Rewrite the stretch of records from the line containing "[locate] stone veneer column" through the end of the records, both ends included. Offset every pixel coordinate in the answers by -22.

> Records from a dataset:
○ ○ ○ ○ ○ ○ ○

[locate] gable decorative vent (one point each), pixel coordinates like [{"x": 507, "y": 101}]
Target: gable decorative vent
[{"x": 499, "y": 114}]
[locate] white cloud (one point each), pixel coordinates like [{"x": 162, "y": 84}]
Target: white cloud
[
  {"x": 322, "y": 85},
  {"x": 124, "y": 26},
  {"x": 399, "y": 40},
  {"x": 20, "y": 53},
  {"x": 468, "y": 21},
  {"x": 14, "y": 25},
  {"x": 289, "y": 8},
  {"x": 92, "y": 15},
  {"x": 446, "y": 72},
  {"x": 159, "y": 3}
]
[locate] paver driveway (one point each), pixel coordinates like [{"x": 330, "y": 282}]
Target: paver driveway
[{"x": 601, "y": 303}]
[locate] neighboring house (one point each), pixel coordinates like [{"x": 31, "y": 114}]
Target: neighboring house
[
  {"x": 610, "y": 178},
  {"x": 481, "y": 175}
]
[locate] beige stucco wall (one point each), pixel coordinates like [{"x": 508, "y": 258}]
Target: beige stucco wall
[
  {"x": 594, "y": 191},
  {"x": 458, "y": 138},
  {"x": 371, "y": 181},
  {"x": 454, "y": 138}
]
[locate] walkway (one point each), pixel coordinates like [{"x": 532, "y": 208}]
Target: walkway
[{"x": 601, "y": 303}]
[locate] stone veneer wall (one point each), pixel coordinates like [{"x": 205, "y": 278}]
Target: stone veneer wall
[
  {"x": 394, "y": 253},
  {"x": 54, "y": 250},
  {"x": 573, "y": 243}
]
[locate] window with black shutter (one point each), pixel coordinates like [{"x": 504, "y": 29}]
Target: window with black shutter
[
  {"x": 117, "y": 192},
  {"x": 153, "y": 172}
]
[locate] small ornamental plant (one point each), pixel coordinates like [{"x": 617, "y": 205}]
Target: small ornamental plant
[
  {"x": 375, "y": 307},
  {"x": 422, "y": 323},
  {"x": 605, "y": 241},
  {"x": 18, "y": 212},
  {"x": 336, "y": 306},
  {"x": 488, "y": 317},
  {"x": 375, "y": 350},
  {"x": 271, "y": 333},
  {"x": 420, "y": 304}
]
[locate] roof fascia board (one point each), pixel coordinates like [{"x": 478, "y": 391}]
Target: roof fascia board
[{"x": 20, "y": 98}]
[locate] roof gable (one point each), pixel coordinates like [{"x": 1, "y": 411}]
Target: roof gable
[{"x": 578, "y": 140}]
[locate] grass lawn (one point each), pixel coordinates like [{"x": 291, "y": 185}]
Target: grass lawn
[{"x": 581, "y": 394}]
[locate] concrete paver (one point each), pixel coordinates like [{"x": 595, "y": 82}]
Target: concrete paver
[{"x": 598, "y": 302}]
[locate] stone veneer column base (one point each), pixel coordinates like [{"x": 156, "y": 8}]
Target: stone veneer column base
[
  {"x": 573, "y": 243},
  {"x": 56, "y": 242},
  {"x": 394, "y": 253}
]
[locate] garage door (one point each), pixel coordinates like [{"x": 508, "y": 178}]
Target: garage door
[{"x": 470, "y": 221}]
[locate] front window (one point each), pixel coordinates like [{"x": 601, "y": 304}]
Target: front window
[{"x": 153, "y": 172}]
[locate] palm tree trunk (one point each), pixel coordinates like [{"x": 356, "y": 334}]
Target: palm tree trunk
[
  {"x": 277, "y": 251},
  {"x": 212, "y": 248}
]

○ ○ ○ ○ ○ ○ ○

> Task output:
[locate] stone veneer column base (one point each), pixel coordinates like [{"x": 156, "y": 8}]
Target: stone veneer column base
[
  {"x": 551, "y": 221},
  {"x": 34, "y": 220},
  {"x": 372, "y": 231}
]
[locate] garage door (one point each), pixel coordinates like [{"x": 508, "y": 178}]
Target: garage door
[{"x": 448, "y": 199}]
[locate] front window (one point each), pixel coordinates like [{"x": 601, "y": 304}]
Target: front window
[{"x": 131, "y": 150}]
[locate] palm tree trunk (one point each), pixel coordinates like [{"x": 356, "y": 334}]
Target: palm tree trunk
[
  {"x": 255, "y": 229},
  {"x": 190, "y": 226}
]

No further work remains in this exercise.